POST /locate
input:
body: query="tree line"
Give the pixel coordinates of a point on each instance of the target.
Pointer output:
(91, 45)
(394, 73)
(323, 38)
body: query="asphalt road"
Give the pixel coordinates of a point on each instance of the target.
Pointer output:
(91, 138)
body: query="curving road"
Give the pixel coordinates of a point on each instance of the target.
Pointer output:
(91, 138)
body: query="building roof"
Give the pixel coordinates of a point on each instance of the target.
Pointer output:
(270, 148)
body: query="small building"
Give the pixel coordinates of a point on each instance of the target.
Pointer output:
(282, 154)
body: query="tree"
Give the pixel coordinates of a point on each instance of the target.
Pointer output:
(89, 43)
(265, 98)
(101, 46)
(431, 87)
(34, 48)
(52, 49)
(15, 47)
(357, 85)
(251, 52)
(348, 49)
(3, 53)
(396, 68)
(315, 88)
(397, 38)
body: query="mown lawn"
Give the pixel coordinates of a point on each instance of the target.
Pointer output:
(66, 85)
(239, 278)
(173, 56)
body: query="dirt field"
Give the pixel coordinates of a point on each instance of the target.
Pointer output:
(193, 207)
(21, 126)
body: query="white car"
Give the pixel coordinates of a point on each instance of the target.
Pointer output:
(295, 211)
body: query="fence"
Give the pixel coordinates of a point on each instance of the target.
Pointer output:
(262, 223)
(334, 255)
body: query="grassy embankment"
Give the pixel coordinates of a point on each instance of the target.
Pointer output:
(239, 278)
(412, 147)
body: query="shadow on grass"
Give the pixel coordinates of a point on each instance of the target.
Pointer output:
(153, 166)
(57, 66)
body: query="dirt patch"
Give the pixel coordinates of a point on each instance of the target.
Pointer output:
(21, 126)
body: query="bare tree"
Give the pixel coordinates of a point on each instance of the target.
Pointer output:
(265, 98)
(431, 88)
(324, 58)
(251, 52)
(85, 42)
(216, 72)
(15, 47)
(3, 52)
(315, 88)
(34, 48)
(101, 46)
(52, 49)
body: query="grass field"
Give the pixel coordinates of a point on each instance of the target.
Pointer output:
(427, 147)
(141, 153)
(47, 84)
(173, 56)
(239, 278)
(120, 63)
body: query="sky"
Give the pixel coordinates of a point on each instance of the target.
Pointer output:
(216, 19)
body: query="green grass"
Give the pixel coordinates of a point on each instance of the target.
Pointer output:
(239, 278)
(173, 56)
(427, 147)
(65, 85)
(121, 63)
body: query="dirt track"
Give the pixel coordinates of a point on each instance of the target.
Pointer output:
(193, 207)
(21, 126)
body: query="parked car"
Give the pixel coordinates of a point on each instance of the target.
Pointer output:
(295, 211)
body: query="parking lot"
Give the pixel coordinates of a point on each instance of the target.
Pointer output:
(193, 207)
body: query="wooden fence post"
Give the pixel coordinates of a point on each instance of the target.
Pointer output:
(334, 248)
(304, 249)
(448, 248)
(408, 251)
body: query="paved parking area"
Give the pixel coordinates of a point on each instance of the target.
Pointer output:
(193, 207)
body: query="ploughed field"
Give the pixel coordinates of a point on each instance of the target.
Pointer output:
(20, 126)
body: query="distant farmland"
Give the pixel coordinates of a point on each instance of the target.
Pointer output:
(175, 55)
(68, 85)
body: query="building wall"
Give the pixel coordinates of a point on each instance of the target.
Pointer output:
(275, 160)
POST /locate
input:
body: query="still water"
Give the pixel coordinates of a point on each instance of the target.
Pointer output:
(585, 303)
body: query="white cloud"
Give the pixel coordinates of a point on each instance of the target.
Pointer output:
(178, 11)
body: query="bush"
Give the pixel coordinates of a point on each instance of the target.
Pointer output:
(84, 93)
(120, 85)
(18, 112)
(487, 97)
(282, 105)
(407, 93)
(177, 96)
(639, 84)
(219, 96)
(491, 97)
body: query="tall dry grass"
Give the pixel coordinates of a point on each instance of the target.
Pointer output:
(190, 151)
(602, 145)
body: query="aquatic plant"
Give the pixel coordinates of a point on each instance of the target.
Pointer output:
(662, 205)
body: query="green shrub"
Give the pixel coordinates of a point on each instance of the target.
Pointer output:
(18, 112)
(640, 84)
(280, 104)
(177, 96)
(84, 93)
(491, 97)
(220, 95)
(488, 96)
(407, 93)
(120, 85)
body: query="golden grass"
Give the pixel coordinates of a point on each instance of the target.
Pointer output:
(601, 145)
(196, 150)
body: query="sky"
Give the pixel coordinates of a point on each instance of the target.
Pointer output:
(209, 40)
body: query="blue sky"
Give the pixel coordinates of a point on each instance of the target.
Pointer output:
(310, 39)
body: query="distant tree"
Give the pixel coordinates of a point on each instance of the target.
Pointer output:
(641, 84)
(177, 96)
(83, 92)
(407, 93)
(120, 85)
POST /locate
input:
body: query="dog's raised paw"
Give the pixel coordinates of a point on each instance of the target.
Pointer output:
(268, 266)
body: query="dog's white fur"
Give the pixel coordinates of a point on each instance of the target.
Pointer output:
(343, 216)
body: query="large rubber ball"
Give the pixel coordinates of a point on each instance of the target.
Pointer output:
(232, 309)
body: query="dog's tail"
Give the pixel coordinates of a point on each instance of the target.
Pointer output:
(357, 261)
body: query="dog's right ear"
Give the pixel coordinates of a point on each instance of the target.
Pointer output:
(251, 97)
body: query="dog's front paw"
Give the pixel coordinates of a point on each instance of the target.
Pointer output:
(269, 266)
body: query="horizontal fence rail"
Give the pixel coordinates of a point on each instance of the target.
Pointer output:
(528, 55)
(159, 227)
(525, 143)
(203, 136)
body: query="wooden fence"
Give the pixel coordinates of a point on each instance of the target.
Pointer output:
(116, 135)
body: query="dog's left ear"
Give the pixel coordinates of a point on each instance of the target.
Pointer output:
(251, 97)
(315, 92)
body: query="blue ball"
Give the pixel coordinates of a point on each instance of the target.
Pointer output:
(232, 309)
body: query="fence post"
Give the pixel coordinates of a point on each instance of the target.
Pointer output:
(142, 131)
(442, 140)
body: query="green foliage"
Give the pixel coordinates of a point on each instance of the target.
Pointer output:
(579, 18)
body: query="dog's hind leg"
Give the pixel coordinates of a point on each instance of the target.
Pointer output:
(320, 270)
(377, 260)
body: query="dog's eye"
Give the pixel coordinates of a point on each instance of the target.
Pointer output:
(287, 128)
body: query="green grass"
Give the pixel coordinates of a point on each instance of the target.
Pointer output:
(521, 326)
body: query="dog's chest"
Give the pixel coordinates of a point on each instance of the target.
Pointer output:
------------
- Goal of the exercise: All of the records need to be transcribed exactly.

- Answer to this problem:
POST /locate
input:
body: query="tree line"
Give the pixel coordinates of a point on each instance of the target.
Pointer output:
(91, 45)
(394, 73)
(323, 38)
body: query="asphalt road"
Give the pixel coordinates of a point on each instance of the target.
Pointer output:
(91, 138)
body: query="curving road"
Give the pixel coordinates of a point on each instance of the target.
Pointer output:
(91, 138)
body: query="building roof"
Give the pixel coordinates of a point on each instance of the target.
Pointer output:
(270, 148)
body: query="small building"
Give the pixel coordinates of a point on each instance of the target.
Pointer output:
(282, 154)
body: query="tree"
Give the pixel coordinates of a point on each instance of the target.
Pointer output:
(89, 43)
(265, 98)
(101, 46)
(431, 87)
(34, 48)
(52, 49)
(15, 47)
(357, 85)
(251, 52)
(348, 49)
(3, 53)
(396, 68)
(315, 88)
(397, 38)
body: query="mown lawn"
Give the pixel coordinates of a point on each instance of the target.
Pointer output:
(66, 85)
(239, 278)
(173, 56)
body: query="dirt field"
Give the pixel coordinates of a point on each instance of the target.
Pointer output:
(193, 207)
(21, 126)
body: query="white car"
Give the pixel coordinates of a point on each instance of the target.
Pointer output:
(295, 211)
body: query="fence"
Give the pixel coordinates of a point on each instance of the target.
Pointer output:
(262, 223)
(334, 255)
body: query="grassy embankment"
Give the pixel coordinates of a point on each instance of the target.
Pointer output:
(239, 278)
(412, 147)
body: query="shadow on grass"
Give the pixel coordinates of a point on each instance of the target.
Pointer output:
(153, 166)
(57, 66)
body: query="dirt patch"
Give the pixel coordinates of a point on each instance of the target.
Pointer output:
(21, 126)
body: query="bare tree"
Give the pixel coordinates of a point on each instance of the target.
Pointer output:
(265, 98)
(431, 88)
(324, 58)
(251, 52)
(85, 42)
(216, 72)
(15, 47)
(3, 52)
(315, 88)
(34, 48)
(101, 46)
(52, 49)
body: query="grass field"
Give the pixel coordinates of a point on each instance of the target.
Pointer output:
(427, 147)
(141, 153)
(47, 84)
(173, 56)
(239, 278)
(120, 63)
body: query="sky"
Give the pixel coordinates of a point on each instance of the target.
Pointer output:
(216, 19)
body: query="green grass"
Give the pixel coordinates of a point on each instance of the target.
Pointer output:
(239, 278)
(173, 56)
(427, 147)
(65, 85)
(121, 63)
body: query="dirt track"
Give the pixel coordinates of a point on each instance of the target.
Pointer output:
(193, 207)
(21, 126)
body: query="parked car"
Give the pixel coordinates of a point on each instance of the target.
Pointer output:
(295, 211)
body: query="parking lot"
Give the pixel coordinates of a point on each instance of the target.
Pointer output:
(193, 207)
body: query="wooden fence post"
Give the pixel coordinates of a point on each instance of the target.
Pointer output:
(334, 248)
(304, 249)
(448, 248)
(408, 251)
body: query="paved parking area"
Give the pixel coordinates of a point on each instance of the target.
Pointer output:
(193, 207)
body: query="ploughed field"
Give the pixel coordinates of a point on each instance of the target.
Pointer output:
(20, 126)
body: query="distant farmland"
Give the pixel coordinates of a point on each instance of the target.
Pointer output:
(175, 55)
(68, 85)
body: query="building wall"
Give the pixel coordinates of a point on each instance of the target.
Pointer output:
(275, 160)
POST /locate
input:
body: query="still water"
Give the pixel coordinates of a point on each instance of the target.
Pointer output:
(585, 303)
body: query="white cloud"
Give the pixel coordinates of a point on each instance of the target.
Pointer output:
(178, 11)
body: query="bush"
Give the pixel coordinates of a point on each instance of the target.
Pointer output:
(84, 93)
(120, 85)
(18, 112)
(487, 97)
(282, 105)
(407, 93)
(177, 96)
(639, 84)
(219, 96)
(491, 97)
body: query="tall dry grass"
Give the pixel coordinates of a point on each instance of the target.
Pointer output:
(190, 151)
(602, 145)
body: query="aquatic plant"
Give the pixel coordinates of a point on each instance of the target.
Pointer output:
(662, 205)
body: query="green shrub"
Give the pixel coordinates of a point on each instance of the target.
Pointer output:
(18, 112)
(640, 84)
(280, 104)
(177, 96)
(84, 93)
(491, 97)
(220, 95)
(488, 96)
(407, 93)
(120, 85)
body: query="golden grass"
Give the pixel coordinates of a point on each instance of the target.
Pointer output:
(601, 145)
(196, 150)
body: query="sky"
Give the pixel coordinates of a point on each instance of the target.
Pointer output:
(209, 40)
body: query="blue sky"
Give the pixel coordinates of a point on each instance of the target.
Pointer output:
(310, 39)
body: query="distant tree"
Give the pixel coordinates of a point on each instance of the target.
Pointer output:
(641, 84)
(177, 96)
(83, 92)
(407, 93)
(120, 85)
POST /locate
input:
body: query="dog's raised paw"
Give the pixel coordinates of a point on each instance of the target.
Pointer output:
(268, 266)
body: query="dog's white fur"
Give the pixel coordinates of a point on each instance of the target.
Pointer output:
(343, 216)
body: query="large rubber ball"
Give the pixel coordinates of a point on each instance of the target.
Pointer output:
(232, 309)
body: query="dog's tail"
Give the pixel coordinates of a point on each instance of the target.
Pointer output:
(357, 261)
body: query="dog's right ear"
Give the pixel coordinates of a point on each instance of the target.
Pointer output:
(251, 97)
body: query="dog's front paw"
Give the pixel coordinates of a point on each instance of the target.
Pointer output:
(269, 266)
body: query="horizontal fence rail"
Give the pixel coordinates of a point on each instance of the target.
Pointer output:
(528, 55)
(159, 227)
(525, 143)
(203, 136)
body: query="wooden fence"
Give the pixel coordinates of a point on each instance of the target.
Pointer output:
(116, 135)
body: query="dog's left ear"
Give the pixel coordinates of a point on each instance of the target.
Pointer output:
(251, 97)
(315, 92)
body: query="blue ball"
Give the pixel coordinates of a point on each instance of the target.
Pointer output:
(232, 309)
body: query="fence post"
Give the pixel coordinates of a point on each instance of the target.
Pointer output:
(142, 131)
(442, 140)
body: query="green foliage"
Give the pixel coordinates of a point on each instance of the target.
Pointer output:
(579, 18)
body: query="dog's hind leg"
Give the pixel coordinates of a point on each instance of the target.
Pointer output:
(320, 270)
(377, 260)
body: query="dog's eye"
Give the pixel coordinates of a point on each instance of the target.
Pointer output:
(287, 128)
body: query="green grass"
Give the pixel coordinates of a point on each instance of the target.
Pointer output:
(521, 326)
body: query="dog's chest"
Give the pixel coordinates of a point on each instance of the target.
Pointer output:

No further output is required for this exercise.